> Document passage
----------
Yes, it's extremely common to keep attributes in RAM for updating. Reading back through $2007 probably isn't a good approach unless you're just trying to update one or two tiles in a frame.

Author:  Bregalad [ Wed Feb 18, 2015 1:09 am ]
Post subject:  Re: Nametable => Attribute table address conversion?

Personally what I do is that I use index by 4x4 or 2x2 metatiles, and "converts" them to AT or NT indexes using lookup tables. Converting them using shifts is always possible but so annoying and unpractical with the 6502 instruction set.

For example in the case of vertical mirroring it'd look like that :
Code:
NTLookupH_LSB
    .db $00, $04, $08, $10, $18, ....

NTLookupH_MSB
    .db $20, $20, $20, $20, ....., $24, $24, $24, $24, .....
----------
> Written problem a
Answer these questions about the forum excerpt, one per line:
(i) What is described as extremely common to keep in RAM for updating?
(ii) What does Bregalad use to convert metatile indexes to AT or NT indexes?
(iii) Which kind of mirroring does the code example illustrate?
----------
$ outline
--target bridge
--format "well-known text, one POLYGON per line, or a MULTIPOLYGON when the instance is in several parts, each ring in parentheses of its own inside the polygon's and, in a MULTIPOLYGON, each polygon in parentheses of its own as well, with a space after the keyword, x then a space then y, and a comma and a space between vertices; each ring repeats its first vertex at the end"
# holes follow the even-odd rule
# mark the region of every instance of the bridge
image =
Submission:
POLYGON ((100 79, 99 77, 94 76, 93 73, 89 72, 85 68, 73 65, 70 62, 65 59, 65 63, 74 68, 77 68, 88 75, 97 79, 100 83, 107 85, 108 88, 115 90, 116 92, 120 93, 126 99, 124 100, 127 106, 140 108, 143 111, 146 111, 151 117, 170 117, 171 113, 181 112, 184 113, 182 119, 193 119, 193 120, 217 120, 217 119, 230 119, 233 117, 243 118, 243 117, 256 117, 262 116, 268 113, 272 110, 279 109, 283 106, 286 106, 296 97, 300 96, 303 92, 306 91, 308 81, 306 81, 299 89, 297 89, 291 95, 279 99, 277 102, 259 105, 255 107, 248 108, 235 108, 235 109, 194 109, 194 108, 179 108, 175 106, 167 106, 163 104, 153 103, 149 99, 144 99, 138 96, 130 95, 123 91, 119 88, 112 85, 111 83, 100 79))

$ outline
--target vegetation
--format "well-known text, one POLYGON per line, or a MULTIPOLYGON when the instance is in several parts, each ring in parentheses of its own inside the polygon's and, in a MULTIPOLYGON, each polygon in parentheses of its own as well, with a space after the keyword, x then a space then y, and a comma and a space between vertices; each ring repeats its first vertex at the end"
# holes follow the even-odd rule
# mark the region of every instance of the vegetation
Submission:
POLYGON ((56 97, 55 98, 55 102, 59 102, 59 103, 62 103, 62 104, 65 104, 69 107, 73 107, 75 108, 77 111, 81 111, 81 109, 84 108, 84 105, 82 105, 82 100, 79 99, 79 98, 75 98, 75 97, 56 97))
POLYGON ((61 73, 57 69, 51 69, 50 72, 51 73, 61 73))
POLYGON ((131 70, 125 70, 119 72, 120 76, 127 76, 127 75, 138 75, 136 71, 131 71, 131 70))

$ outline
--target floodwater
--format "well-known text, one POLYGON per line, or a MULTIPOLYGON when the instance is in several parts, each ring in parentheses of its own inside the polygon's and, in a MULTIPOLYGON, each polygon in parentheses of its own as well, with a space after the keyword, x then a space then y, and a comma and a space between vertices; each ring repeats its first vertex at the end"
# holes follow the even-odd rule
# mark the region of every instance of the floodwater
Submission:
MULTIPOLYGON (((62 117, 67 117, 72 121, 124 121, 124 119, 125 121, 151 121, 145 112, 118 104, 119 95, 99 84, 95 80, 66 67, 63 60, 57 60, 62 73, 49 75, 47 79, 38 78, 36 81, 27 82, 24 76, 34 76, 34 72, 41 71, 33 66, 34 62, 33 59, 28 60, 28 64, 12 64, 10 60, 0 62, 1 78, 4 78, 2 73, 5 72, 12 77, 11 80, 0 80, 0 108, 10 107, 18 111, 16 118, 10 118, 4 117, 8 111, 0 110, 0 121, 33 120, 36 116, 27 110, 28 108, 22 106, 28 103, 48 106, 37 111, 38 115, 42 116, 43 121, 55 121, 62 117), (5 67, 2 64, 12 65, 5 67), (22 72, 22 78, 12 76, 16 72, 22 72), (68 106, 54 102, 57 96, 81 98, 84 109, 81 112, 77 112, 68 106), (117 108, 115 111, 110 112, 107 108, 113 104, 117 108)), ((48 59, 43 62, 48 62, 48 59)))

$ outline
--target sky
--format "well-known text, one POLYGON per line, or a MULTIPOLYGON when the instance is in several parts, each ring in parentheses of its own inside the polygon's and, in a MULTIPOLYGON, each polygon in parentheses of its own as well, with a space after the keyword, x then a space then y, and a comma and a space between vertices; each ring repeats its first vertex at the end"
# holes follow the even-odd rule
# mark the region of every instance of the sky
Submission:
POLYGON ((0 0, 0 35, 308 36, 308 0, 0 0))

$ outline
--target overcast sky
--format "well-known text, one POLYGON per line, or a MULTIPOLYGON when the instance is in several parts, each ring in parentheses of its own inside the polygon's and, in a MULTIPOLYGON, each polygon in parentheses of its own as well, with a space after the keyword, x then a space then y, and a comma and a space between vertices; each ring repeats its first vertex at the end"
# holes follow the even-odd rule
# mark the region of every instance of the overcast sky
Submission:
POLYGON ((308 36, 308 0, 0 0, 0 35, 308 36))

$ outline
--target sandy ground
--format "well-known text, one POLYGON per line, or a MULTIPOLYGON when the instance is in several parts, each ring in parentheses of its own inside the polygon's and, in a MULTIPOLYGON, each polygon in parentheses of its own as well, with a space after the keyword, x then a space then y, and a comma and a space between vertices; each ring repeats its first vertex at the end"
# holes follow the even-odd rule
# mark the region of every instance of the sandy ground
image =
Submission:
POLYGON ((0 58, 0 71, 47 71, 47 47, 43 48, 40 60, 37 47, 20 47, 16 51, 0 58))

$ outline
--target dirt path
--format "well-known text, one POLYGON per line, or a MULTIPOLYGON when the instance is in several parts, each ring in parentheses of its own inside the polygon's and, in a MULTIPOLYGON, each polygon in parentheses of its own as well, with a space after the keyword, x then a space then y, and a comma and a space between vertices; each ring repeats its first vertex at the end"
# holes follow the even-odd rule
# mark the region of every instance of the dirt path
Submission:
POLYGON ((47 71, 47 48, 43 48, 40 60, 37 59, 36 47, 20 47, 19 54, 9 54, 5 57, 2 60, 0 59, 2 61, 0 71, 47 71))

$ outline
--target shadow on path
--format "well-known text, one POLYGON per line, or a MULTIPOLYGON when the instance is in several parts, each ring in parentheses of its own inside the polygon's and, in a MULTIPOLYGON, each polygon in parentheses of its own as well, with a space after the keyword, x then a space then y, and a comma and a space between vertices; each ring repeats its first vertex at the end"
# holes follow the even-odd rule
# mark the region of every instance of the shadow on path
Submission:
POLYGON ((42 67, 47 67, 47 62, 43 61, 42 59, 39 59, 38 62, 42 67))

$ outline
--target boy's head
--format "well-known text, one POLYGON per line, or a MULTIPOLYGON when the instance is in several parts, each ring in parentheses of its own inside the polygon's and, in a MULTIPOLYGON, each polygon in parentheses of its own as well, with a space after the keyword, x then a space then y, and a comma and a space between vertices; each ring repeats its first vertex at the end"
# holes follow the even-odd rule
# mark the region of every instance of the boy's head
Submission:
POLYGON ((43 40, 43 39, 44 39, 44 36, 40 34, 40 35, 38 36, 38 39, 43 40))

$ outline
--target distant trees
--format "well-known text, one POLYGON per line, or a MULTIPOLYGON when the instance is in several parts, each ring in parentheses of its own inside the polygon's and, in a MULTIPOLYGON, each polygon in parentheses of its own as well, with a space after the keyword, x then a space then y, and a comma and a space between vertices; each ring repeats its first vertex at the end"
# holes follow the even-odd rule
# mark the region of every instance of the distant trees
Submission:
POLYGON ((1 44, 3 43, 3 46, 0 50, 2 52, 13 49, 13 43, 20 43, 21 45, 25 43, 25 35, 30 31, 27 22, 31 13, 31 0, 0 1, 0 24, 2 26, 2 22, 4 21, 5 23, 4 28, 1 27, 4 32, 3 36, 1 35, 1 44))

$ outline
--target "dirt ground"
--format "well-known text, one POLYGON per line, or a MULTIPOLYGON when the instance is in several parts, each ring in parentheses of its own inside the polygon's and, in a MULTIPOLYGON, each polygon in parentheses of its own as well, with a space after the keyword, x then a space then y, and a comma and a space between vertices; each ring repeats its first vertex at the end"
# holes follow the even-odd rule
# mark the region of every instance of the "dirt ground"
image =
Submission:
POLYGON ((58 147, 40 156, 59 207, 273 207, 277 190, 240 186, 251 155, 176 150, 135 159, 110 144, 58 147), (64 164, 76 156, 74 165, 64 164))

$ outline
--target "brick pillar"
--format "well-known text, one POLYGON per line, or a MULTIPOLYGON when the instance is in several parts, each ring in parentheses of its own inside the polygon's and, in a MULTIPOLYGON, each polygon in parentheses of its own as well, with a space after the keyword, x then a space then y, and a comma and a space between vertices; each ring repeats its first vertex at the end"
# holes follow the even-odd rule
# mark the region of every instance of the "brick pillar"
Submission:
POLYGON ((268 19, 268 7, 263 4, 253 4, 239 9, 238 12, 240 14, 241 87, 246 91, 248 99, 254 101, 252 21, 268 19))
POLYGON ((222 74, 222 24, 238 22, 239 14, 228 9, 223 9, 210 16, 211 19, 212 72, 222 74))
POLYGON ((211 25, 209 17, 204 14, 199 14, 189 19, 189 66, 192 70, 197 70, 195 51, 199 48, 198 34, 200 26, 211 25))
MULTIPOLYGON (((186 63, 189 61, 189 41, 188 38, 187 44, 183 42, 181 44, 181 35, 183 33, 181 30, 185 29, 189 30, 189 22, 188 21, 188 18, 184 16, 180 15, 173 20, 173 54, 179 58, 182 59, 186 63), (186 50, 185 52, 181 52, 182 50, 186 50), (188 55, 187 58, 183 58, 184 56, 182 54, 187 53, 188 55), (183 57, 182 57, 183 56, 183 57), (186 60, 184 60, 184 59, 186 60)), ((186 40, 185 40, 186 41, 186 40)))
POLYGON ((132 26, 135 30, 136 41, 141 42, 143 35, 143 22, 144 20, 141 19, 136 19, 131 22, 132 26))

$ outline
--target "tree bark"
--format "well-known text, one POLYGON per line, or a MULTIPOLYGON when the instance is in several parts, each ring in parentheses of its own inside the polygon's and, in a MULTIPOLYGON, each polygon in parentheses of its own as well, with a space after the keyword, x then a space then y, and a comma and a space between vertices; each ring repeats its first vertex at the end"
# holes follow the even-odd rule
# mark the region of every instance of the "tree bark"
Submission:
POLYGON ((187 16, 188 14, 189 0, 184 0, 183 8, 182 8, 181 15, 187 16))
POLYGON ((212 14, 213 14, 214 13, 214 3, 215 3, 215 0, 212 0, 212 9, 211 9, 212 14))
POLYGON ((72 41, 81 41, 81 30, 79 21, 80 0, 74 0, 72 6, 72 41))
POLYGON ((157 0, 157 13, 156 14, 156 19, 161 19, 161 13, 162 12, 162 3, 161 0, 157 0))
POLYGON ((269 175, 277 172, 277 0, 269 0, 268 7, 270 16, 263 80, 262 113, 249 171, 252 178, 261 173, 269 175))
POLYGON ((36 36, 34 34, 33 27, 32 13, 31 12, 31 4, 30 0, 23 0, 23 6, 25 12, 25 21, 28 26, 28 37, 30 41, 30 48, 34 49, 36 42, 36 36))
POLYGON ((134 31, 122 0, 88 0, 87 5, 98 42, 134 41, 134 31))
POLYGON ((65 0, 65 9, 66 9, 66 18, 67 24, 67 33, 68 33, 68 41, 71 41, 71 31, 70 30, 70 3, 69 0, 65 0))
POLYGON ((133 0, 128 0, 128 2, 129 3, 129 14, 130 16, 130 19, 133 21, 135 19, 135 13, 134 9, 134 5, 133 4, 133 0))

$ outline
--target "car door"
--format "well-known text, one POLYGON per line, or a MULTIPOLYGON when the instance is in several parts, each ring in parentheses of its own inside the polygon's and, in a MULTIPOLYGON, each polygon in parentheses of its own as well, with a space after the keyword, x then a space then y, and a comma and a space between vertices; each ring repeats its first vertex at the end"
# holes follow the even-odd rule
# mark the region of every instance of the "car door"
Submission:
----------
> Written problem b
Tally the lines of the listing that contain the string "dirt". Reply with the number alone.

> Full answer a
(i) Attributes.
(ii) Lookup tables.
(iii) Vertical mirroring.

> Full answer b
4